■ **THE TASK**: Every line of the listing must be repeated in the answer without alteration.

☆ ☆ ☆ ☆

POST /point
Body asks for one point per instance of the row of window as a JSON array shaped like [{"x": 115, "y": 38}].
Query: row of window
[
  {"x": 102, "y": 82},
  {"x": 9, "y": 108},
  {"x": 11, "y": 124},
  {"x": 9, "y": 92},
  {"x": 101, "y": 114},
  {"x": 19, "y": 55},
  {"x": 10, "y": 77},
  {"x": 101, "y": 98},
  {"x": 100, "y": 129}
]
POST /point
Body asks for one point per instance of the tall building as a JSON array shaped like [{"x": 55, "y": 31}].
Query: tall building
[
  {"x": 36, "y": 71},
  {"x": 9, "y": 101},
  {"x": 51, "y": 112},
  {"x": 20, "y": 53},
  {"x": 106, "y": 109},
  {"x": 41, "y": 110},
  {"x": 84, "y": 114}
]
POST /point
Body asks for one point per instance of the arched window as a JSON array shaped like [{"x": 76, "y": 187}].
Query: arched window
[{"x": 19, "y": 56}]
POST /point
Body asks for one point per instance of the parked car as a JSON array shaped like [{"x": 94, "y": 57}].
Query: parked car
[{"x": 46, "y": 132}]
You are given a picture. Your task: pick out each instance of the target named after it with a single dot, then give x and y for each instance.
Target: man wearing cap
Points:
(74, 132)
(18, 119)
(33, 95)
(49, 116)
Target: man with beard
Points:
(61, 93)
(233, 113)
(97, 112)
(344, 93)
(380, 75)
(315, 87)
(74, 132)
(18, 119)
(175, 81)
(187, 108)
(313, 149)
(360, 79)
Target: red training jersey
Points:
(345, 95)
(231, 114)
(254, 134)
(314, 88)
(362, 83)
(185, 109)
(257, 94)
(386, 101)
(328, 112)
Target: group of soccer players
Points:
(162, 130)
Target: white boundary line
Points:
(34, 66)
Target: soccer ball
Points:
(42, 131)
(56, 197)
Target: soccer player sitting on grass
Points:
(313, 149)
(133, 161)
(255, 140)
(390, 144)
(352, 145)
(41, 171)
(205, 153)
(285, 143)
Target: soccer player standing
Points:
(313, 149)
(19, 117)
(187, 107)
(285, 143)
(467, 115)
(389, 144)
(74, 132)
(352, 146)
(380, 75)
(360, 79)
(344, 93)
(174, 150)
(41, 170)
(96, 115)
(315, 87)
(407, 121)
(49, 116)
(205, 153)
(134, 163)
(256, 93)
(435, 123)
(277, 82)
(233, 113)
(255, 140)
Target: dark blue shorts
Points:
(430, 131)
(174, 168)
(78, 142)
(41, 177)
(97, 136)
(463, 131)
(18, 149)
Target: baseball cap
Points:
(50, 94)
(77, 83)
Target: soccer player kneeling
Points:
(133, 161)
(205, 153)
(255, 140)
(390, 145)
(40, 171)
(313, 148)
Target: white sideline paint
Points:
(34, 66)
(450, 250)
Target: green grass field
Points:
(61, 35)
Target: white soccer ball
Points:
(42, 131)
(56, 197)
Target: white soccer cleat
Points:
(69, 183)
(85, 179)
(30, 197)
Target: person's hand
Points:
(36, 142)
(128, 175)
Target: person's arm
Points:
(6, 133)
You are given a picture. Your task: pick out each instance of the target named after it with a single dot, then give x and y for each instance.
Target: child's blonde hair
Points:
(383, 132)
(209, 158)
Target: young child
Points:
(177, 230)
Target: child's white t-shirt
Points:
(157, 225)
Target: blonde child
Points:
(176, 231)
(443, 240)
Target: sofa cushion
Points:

☆ ☆ ☆ ☆

■ **RESPONSE AREA**:
POST /point
Body asks for one point per instance of the row of window as a JSON array shaped like [{"x": 115, "y": 38}].
Query: row of window
[
  {"x": 102, "y": 82},
  {"x": 9, "y": 108},
  {"x": 11, "y": 124},
  {"x": 9, "y": 92},
  {"x": 101, "y": 114},
  {"x": 19, "y": 55},
  {"x": 10, "y": 77},
  {"x": 101, "y": 98},
  {"x": 100, "y": 129}
]
POST /point
Body asks for one point per instance of the tall building as a JSON array shaped like [{"x": 55, "y": 31}].
Query: tall building
[
  {"x": 36, "y": 71},
  {"x": 9, "y": 101},
  {"x": 51, "y": 112},
  {"x": 20, "y": 53},
  {"x": 106, "y": 109},
  {"x": 41, "y": 110},
  {"x": 84, "y": 114}
]
POST /point
Body asks for one point per instance of the arched window as a JSON array shaped like [{"x": 76, "y": 187}].
Query: arched window
[{"x": 19, "y": 56}]
POST /point
Body asks for one point per instance of the parked car as a JSON array shaped like [{"x": 94, "y": 57}].
Query: parked car
[{"x": 46, "y": 132}]
You are given a picture. Your task: pick out each instance of the target named after it with a single dot, then give x and y for each instance.
Target: man wearing cap
Points:
(74, 132)
(18, 119)
(33, 95)
(49, 116)
Target: man with beard
Points:
(61, 93)
(233, 113)
(97, 112)
(344, 93)
(380, 75)
(315, 87)
(74, 132)
(18, 119)
(175, 81)
(187, 108)
(313, 149)
(360, 79)
Target: red training jersey
Points:
(345, 95)
(231, 114)
(254, 134)
(314, 88)
(362, 83)
(185, 109)
(257, 94)
(386, 101)
(328, 112)
Target: group of soccer players
Points:
(162, 130)
Target: white boundary line
Points:
(34, 66)
Target: soccer ball
Points:
(42, 131)
(56, 197)
Target: soccer player sitting on grass
Points:
(313, 149)
(133, 161)
(255, 140)
(390, 144)
(352, 145)
(41, 171)
(205, 153)
(285, 143)
Target: soccer player standing
Points:
(313, 149)
(19, 117)
(187, 107)
(285, 143)
(467, 115)
(389, 144)
(74, 132)
(352, 146)
(380, 75)
(360, 79)
(344, 93)
(174, 150)
(41, 170)
(96, 115)
(315, 87)
(407, 121)
(49, 116)
(205, 153)
(134, 163)
(256, 93)
(435, 123)
(277, 82)
(233, 113)
(255, 140)
Target: dark blue shorts
Points:
(430, 131)
(174, 168)
(78, 142)
(41, 177)
(97, 136)
(463, 131)
(18, 149)
Target: baseball cap
Points:
(50, 94)
(77, 83)
Target: soccer player kneeling
Points:
(133, 161)
(205, 153)
(255, 140)
(390, 145)
(40, 171)
(313, 148)
Target: white sideline paint
Points:
(34, 66)
(450, 250)
Target: green grass field
Points:
(61, 35)
Target: white soccer ball
Points:
(42, 131)
(56, 197)
Target: white soccer cleat
Points:
(69, 183)
(85, 179)
(30, 197)
Target: person's hand
Points:
(36, 142)
(128, 175)
Target: person's arm
Points:
(6, 133)
You are given a picture. Your task: pick out each instance of the target named after it with a single dot, then give x and y for each instance.
Target: child's blonde hair
Points:
(383, 132)
(209, 158)
Target: young child
Points:
(177, 230)
Target: child's white t-shirt
Points:
(157, 225)
Target: blonde child
Points:
(176, 231)
(443, 240)
Target: sofa cushion
Points:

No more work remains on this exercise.